Given problem:
The entries below are to be repeated exactly as they stand.

Stored items:
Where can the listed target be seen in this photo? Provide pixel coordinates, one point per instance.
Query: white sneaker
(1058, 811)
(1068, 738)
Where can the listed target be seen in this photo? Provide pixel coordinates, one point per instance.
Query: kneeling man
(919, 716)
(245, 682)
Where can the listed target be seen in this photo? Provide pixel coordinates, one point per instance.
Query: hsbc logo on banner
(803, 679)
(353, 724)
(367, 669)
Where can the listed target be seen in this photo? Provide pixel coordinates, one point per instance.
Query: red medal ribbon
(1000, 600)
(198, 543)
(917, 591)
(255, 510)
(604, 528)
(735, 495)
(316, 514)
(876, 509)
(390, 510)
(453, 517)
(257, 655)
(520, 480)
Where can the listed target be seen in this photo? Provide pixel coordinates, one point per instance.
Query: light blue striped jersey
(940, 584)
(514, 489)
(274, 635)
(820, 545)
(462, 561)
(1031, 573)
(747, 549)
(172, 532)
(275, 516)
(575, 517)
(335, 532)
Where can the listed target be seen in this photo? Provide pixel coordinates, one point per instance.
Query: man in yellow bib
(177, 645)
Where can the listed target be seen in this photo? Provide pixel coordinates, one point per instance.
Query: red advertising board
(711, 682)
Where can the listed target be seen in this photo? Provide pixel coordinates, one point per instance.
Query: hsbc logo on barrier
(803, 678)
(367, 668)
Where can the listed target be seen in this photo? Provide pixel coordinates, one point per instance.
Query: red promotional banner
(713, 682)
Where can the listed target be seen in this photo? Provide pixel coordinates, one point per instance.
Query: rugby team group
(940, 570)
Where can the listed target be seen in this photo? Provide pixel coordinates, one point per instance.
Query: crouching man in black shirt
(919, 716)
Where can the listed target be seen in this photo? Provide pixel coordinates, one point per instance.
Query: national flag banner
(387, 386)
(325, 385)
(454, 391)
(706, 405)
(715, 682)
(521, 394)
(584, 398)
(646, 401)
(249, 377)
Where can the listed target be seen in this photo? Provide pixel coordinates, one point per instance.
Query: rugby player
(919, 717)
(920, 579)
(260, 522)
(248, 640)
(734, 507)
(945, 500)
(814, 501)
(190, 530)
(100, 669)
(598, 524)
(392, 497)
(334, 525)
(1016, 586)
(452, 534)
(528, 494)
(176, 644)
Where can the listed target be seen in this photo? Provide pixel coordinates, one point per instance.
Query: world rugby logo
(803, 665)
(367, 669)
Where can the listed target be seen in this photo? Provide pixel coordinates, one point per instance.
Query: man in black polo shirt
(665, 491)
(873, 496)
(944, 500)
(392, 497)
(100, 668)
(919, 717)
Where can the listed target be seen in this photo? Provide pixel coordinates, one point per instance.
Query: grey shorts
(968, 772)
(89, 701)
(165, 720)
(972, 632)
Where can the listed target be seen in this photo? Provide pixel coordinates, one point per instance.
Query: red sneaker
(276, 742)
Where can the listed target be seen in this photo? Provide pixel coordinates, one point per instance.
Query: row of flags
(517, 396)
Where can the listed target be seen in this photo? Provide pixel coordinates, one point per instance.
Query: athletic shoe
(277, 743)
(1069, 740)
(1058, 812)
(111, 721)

Task response:
Where can the listed target be seen in this photo? Provide pixel coordinates, one point per instance.
Query: white sneaker
(1058, 811)
(1068, 738)
Where can the listed target be seen in this photo? Provide pixel coordinates, one point per instance.
Query: kneeling man
(919, 716)
(245, 682)
Where can the listed target be seen in this photo? Provide pixel coordinates, one point per instance.
Query: hsbc logo on banner
(803, 679)
(353, 724)
(367, 669)
Where can the listed target be seen in this photo? Provide pixel coordinates, one point per instance.
Query: red medal ribbon
(1000, 600)
(198, 543)
(917, 591)
(255, 510)
(604, 528)
(735, 495)
(316, 514)
(876, 509)
(390, 510)
(453, 517)
(257, 655)
(520, 480)
Where can the listed target be seen in this photo? Provide pixel coordinates, one point per instance.
Query: light blue striped jersey
(940, 584)
(514, 489)
(274, 635)
(820, 545)
(462, 561)
(1031, 573)
(747, 549)
(172, 532)
(275, 516)
(575, 517)
(335, 532)
Where can the listed target be seen in this photo? Provide pixel coordinates, one point per instance.
Query: man in yellow bib
(177, 645)
Where can the listed target be seen in this photo? Provide pixel coordinates, one point per instance.
Query: red advertising board
(711, 682)
Where can the listed target be seen in this photo? Provide pixel coordinates, one point per instance.
Query: hsbc logo on barrier
(803, 678)
(367, 668)
Where can the listed target be seen in this photo? Provide pixel coordinates, one point per instance.
Query: red promotional banner
(713, 682)
Where can the listed target be seen in this photo? Provide pixel coordinates, one point per instance.
Query: rugby team group
(940, 570)
Where can the listed target be seen in this photo? Provide pixel coordinates, one point per instance.
Query: crouching man in black shirt
(919, 716)
Where can the listed target be seen in this photo? Provide pixel coordinates, one point per instance.
Query: national flag banner
(387, 386)
(325, 385)
(454, 391)
(706, 405)
(715, 682)
(521, 394)
(584, 398)
(646, 401)
(249, 377)
Where can the listed target be seen in this photo? Provide pixel coordinates, one point per instance.
Query: rugby player
(919, 717)
(920, 579)
(260, 522)
(248, 640)
(734, 507)
(945, 500)
(814, 501)
(190, 530)
(100, 669)
(598, 524)
(392, 497)
(334, 525)
(1016, 586)
(452, 534)
(528, 494)
(176, 644)
Where can the listed target be seen in this photo? Provide pixel coordinates, one point per instance.
Query: world rugby logo
(803, 665)
(367, 669)
Where can the listed target be seen in this photo? Provide pixel coordinates, one point per instance.
Query: man in black polo shirt
(665, 491)
(873, 496)
(944, 500)
(392, 497)
(100, 668)
(919, 717)
Where can the listed target be seen in this photo? Provide pixel coordinates, one point per instance.
Query: grey shorts
(968, 772)
(89, 701)
(165, 720)
(972, 632)
Where can the listed target be seen in this photo? Provide pixel coordinates, one point per instance.
Query: red sneaker
(276, 742)
Where can the listed target be seen in this photo? Provide pixel coordinates, one point per instance.
Query: row of flags
(517, 396)
Where can the listed target be seen in this photo? Provide pixel coordinates, one point per instance.
Query: athletic shoe
(277, 743)
(1069, 740)
(1058, 812)
(111, 721)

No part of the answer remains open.